:: Problem description ::
All of the entries are to be printed exactly as they appear.

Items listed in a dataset
____
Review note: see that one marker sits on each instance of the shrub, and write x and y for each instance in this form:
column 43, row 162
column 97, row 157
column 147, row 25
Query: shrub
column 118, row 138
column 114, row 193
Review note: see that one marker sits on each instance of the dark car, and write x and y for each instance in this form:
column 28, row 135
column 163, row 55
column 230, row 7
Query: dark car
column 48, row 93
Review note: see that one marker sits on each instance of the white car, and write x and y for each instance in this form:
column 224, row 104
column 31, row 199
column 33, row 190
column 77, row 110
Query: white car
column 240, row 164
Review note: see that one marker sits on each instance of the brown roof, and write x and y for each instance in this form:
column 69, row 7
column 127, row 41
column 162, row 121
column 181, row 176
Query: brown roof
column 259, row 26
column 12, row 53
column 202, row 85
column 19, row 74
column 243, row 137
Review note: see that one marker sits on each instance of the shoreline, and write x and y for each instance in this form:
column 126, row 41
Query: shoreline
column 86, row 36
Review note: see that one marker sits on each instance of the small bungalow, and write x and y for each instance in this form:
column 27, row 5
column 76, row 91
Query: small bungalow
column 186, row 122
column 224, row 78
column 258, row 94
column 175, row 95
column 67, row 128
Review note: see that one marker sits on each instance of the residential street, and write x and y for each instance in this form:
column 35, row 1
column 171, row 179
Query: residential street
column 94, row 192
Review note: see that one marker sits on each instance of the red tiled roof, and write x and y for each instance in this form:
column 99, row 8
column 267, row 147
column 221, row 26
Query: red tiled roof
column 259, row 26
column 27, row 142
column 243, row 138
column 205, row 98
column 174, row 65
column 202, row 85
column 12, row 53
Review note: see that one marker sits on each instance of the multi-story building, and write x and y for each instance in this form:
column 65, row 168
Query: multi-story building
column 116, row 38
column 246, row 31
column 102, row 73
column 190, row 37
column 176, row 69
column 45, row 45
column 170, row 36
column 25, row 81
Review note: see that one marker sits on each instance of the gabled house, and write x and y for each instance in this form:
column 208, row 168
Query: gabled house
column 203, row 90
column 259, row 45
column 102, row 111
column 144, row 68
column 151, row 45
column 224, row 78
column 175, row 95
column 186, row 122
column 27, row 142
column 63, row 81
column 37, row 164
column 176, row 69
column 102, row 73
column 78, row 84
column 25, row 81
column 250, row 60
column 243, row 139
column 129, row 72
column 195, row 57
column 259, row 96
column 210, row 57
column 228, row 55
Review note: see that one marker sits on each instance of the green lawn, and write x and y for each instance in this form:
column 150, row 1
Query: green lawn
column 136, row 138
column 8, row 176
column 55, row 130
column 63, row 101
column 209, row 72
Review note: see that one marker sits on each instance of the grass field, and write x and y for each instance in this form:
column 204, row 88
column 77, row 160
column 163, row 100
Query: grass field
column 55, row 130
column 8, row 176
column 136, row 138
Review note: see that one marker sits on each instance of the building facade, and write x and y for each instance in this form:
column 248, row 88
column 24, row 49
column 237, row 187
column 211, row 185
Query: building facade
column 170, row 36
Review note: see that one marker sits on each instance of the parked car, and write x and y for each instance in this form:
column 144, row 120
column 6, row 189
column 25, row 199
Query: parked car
____
:: Exercise response ::
Review note: see that one marker sits on each instance of the shrub, and write x and y for each instance in this form:
column 43, row 162
column 97, row 157
column 147, row 25
Query: shrub
column 118, row 138
column 114, row 193
Review note: see that one marker sits on each instance of the dark car, and write x and y for each instance in this form:
column 28, row 135
column 163, row 55
column 230, row 7
Query: dark car
column 48, row 93
Review note: see that one marker sits on each instance of the white car, and write x and y for each instance in this form:
column 224, row 104
column 31, row 199
column 33, row 190
column 77, row 110
Query: white car
column 240, row 164
Review note: see that one marker sits on each instance of the brown roof, and write x and y for each instance in this form:
column 69, row 7
column 127, row 41
column 162, row 121
column 181, row 176
Query: brown roof
column 259, row 26
column 12, row 53
column 202, row 85
column 19, row 74
column 243, row 137
Review note: see that one marker sits on each instance of the shoreline, and write x and y for each instance in this form:
column 126, row 41
Query: shoreline
column 86, row 36
Review note: see that one marker sits on each instance of the small bungalow, and write x and y for each instance in this form:
column 27, row 5
column 76, row 91
Query: small bungalow
column 186, row 122
column 224, row 78
column 258, row 94
column 175, row 95
column 67, row 128
Review note: see that one marker sits on each instance of the residential street, and write x and y for each instance in this form:
column 35, row 1
column 171, row 179
Query: residential street
column 94, row 192
Review note: see that one marker sits on each instance of the red tiled roof, and write x and y for each instance in this form:
column 99, row 8
column 267, row 147
column 221, row 26
Query: red tiled roof
column 259, row 26
column 27, row 142
column 243, row 138
column 205, row 98
column 174, row 65
column 202, row 85
column 12, row 53
Review note: see that one marker sits on each instance of the multi-story building, and write x and y for each instance in this form:
column 65, row 168
Query: multi-story building
column 116, row 38
column 246, row 31
column 102, row 73
column 190, row 37
column 176, row 69
column 45, row 45
column 170, row 36
column 25, row 81
Review note: see that one marker sits on each instance of the gabled house, and write x and y for each instance in this form:
column 208, row 168
Query: gabled house
column 203, row 90
column 259, row 45
column 102, row 111
column 144, row 68
column 151, row 45
column 224, row 78
column 175, row 95
column 186, row 122
column 27, row 142
column 63, row 81
column 37, row 164
column 176, row 69
column 102, row 73
column 78, row 84
column 25, row 81
column 250, row 60
column 243, row 139
column 129, row 72
column 195, row 57
column 259, row 96
column 210, row 57
column 228, row 55
Review note: see that one marker sits on each instance of the green lawn, and write x and y for each instance in this form:
column 150, row 1
Query: green lawn
column 136, row 138
column 8, row 176
column 55, row 130
column 63, row 101
column 209, row 72
Review note: see that one marker sits on each instance of the grass field, and write x and y for each instance in this form:
column 204, row 88
column 77, row 160
column 163, row 100
Query: grass field
column 55, row 130
column 8, row 176
column 136, row 138
Review note: see that one marker sits on each instance of the building facade, and write x and y for each instance in this form:
column 248, row 88
column 24, row 49
column 237, row 187
column 211, row 185
Query: building facade
column 170, row 36
Review note: see that one marker sits on each instance of the parked car, and write x and y for each instance in this form:
column 144, row 120
column 6, row 189
column 25, row 199
Query: parked car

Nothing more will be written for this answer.